* _Information provided_:
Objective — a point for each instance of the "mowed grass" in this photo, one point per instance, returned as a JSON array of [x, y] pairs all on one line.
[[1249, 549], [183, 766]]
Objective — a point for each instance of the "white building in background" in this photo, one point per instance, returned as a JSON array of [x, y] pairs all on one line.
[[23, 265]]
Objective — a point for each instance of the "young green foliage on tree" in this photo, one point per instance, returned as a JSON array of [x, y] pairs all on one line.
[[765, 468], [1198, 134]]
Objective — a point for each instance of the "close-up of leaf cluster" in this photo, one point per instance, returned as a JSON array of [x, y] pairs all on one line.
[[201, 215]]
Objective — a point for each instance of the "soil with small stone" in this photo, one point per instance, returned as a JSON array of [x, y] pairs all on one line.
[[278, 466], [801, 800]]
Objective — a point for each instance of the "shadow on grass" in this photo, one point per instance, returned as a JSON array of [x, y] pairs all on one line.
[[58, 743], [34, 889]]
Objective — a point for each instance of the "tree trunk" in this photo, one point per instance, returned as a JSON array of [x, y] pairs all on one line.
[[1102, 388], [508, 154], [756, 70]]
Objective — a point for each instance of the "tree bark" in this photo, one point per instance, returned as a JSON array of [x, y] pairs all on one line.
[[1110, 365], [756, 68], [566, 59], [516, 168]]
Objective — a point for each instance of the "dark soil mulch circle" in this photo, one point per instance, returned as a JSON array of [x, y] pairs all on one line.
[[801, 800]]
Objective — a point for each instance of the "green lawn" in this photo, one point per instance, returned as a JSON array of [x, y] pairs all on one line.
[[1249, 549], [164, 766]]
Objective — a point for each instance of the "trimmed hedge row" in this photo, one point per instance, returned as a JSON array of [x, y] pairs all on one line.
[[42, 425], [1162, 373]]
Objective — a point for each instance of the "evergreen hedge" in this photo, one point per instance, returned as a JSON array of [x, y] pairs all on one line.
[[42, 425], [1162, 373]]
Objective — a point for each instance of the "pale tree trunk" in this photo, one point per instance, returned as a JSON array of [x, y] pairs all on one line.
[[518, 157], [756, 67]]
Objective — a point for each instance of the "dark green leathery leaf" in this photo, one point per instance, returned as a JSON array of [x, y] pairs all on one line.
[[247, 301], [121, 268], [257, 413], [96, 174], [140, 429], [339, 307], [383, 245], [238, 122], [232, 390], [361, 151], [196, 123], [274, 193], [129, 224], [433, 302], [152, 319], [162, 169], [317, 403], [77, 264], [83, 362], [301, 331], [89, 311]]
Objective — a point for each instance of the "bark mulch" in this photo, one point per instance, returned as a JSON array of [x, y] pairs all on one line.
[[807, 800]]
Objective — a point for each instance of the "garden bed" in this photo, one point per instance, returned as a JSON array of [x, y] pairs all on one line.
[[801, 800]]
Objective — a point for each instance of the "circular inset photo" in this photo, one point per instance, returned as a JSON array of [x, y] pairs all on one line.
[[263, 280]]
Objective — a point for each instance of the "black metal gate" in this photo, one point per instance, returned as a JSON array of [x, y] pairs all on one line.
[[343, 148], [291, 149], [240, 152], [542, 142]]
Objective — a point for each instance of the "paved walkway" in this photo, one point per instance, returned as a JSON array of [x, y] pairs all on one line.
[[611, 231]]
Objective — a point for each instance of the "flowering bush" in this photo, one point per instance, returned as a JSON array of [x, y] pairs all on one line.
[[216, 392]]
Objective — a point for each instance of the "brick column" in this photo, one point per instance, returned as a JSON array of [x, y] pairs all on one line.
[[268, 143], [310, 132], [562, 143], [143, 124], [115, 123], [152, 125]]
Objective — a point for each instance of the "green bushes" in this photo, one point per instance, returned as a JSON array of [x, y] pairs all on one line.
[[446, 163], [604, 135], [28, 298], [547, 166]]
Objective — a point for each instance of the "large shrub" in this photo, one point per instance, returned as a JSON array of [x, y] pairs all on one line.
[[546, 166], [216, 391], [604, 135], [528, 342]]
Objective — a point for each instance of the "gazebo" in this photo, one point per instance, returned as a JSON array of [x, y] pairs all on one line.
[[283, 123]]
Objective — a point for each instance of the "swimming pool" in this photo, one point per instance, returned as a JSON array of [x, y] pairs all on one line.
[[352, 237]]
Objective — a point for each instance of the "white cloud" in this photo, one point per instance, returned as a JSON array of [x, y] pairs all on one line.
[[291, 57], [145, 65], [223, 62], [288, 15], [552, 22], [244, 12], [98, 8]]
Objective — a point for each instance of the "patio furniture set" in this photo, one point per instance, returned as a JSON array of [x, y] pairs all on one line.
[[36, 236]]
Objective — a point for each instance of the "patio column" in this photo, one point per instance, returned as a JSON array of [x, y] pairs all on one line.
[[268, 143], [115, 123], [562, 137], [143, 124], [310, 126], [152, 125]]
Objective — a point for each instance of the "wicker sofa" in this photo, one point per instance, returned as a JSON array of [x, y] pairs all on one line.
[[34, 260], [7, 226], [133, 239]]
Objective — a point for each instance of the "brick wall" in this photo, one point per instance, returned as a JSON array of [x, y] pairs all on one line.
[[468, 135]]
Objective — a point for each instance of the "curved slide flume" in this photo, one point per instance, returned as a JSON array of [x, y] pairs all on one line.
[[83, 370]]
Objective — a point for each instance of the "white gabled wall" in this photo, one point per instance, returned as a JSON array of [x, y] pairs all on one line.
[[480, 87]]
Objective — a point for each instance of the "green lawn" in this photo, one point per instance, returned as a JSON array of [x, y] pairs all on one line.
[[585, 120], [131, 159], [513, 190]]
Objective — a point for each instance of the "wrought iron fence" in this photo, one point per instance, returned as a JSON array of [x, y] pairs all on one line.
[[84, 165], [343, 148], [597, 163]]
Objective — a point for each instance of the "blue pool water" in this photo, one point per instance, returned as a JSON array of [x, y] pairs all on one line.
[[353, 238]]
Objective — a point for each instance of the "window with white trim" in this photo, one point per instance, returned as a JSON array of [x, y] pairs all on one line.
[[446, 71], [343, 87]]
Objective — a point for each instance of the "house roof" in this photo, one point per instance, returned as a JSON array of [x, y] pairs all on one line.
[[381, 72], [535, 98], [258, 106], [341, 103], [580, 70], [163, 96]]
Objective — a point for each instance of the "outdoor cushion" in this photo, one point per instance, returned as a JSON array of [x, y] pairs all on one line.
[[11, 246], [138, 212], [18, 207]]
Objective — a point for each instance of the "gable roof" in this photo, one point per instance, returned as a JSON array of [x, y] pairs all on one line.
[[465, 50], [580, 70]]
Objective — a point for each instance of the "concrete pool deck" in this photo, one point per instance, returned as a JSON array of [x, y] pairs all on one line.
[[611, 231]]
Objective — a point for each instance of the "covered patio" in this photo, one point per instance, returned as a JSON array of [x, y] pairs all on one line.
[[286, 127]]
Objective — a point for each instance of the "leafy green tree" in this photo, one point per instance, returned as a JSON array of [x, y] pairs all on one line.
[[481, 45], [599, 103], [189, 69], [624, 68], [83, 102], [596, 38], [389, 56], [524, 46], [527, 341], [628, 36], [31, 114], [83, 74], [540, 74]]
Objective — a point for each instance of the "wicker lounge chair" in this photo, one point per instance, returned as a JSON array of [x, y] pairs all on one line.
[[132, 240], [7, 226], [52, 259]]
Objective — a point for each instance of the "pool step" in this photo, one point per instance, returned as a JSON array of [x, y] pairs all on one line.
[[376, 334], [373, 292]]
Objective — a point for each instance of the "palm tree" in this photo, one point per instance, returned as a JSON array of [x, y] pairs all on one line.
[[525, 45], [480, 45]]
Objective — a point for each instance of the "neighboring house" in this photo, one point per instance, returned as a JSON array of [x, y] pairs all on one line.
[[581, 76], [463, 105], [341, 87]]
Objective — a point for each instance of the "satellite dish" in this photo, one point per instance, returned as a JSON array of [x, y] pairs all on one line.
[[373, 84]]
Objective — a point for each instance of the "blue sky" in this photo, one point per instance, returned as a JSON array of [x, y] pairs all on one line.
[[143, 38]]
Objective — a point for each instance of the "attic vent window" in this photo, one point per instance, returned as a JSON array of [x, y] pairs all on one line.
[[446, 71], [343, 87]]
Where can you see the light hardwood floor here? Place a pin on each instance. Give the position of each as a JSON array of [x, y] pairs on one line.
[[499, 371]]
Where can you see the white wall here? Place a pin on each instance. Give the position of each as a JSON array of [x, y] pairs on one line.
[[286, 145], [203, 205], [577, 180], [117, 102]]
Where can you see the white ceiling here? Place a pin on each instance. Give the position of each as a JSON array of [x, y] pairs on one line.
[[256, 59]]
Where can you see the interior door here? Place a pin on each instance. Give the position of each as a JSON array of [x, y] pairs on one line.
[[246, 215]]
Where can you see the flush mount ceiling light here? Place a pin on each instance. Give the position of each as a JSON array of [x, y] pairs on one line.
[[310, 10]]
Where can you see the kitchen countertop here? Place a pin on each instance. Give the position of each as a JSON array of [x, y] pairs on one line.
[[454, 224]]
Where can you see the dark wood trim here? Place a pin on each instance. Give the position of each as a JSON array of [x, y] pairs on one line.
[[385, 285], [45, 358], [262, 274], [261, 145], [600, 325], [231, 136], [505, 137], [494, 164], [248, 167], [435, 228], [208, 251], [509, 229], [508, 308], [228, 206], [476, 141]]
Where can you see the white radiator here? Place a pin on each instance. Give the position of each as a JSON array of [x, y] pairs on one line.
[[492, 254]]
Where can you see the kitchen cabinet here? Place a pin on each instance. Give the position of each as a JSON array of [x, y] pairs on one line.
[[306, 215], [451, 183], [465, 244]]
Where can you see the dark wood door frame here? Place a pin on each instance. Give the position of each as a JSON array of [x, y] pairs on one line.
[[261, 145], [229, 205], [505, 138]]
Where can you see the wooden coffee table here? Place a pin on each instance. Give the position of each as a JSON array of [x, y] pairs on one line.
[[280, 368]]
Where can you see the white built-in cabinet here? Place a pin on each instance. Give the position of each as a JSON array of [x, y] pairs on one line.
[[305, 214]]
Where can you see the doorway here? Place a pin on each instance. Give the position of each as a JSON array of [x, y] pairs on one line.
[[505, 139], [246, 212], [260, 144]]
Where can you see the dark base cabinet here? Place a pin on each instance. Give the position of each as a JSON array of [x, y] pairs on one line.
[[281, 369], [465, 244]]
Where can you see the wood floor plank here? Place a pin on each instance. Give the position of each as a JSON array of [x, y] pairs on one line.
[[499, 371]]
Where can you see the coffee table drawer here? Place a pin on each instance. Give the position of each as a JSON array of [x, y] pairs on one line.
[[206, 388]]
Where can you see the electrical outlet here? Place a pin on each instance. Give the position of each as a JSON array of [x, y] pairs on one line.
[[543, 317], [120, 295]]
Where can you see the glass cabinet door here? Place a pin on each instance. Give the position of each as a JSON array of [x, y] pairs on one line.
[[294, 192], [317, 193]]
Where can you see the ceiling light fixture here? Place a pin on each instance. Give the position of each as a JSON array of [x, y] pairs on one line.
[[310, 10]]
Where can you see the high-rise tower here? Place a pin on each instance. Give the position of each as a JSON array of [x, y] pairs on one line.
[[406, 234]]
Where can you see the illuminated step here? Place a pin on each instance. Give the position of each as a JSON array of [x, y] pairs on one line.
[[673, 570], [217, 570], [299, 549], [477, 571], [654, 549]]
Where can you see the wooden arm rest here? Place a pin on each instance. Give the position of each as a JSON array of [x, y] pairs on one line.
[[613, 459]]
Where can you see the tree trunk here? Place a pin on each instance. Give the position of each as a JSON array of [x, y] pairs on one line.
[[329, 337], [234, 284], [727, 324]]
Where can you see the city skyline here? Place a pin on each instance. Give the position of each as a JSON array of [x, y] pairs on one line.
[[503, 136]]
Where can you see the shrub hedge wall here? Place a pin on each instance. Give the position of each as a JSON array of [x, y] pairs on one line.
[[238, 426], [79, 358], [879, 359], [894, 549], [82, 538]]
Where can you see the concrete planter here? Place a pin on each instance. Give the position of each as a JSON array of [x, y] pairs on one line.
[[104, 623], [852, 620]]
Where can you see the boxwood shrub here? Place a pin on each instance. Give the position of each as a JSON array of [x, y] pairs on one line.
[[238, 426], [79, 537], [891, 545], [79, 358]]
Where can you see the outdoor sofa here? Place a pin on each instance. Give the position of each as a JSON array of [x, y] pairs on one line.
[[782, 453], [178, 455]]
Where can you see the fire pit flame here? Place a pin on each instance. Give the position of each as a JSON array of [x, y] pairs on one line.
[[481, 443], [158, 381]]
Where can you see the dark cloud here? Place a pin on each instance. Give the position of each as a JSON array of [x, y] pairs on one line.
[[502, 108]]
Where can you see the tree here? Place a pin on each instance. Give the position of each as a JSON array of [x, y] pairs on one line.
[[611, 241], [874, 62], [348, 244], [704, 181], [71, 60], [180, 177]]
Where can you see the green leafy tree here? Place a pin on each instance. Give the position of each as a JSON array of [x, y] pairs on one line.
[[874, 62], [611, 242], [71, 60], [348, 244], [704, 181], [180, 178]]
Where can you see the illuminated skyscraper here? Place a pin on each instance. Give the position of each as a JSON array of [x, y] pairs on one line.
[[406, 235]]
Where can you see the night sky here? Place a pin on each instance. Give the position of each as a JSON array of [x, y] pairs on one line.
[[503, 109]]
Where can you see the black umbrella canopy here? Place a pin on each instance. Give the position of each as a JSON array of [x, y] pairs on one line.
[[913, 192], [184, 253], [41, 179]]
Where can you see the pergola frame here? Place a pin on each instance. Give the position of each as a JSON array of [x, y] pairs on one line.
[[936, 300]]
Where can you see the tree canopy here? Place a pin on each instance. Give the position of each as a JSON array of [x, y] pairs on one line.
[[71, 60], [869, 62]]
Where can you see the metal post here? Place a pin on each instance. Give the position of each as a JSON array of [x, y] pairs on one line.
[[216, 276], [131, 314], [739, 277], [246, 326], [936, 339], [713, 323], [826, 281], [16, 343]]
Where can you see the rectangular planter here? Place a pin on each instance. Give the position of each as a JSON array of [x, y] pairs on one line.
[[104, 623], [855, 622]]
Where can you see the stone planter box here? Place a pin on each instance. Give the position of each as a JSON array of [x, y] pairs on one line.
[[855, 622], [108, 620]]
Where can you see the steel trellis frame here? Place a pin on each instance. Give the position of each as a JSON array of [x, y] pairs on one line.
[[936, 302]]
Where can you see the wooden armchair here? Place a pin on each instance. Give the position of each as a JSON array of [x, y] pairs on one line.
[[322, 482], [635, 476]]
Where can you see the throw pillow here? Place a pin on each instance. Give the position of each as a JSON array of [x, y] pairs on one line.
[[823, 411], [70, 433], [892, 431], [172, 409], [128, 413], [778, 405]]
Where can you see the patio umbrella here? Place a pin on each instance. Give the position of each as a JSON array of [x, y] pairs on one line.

* _Exercise goal_: Using the entries above, copy exactly the lines from the one containing "Where can you see the throw" through the last, both included.

* _Answer section_:
Where can you see the throw pillow here? Place a pin on each instance. Give the position of each as a JSON array of [x, y] pairs on one line.
[[823, 411], [70, 433], [892, 431], [172, 409], [128, 413], [778, 405]]
Where can you see the patio umbrella here? Place a pin on each instance. Give the position of each as a JSON array of [x, y] pairs on one line.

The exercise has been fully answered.